- Objective
Pick out each line in the records below that contains the string "bride", and copy those lines in full.

- Data supplied
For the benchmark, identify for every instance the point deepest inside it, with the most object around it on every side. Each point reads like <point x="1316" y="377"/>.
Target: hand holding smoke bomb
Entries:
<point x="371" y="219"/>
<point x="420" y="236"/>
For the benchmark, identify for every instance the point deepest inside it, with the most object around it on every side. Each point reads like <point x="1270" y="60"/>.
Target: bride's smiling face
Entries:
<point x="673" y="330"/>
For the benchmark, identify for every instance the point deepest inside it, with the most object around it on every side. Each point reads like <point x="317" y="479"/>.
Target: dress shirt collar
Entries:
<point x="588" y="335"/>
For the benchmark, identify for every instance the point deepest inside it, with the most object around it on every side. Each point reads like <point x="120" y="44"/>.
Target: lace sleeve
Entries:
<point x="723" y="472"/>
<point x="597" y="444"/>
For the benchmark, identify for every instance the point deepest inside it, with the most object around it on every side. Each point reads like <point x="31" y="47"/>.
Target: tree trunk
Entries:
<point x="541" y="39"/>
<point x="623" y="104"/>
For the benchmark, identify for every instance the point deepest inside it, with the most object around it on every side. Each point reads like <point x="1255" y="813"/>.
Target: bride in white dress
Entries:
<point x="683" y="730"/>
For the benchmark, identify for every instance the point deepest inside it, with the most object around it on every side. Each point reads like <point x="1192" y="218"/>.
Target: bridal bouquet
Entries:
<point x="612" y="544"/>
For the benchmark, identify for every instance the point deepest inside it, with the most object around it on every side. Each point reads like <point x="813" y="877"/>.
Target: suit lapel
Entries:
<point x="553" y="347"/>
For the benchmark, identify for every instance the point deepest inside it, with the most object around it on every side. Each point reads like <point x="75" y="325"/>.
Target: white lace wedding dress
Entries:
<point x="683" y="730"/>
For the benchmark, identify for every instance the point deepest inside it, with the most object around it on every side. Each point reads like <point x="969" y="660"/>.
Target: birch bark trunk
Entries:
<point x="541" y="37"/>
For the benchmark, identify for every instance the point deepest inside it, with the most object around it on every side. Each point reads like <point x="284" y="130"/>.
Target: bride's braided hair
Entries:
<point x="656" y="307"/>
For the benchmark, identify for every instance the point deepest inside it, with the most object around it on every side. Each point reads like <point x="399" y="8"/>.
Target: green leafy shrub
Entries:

- Written answer
Target: bride's smiling face
Target: bride in white dress
Target: bride's braided hair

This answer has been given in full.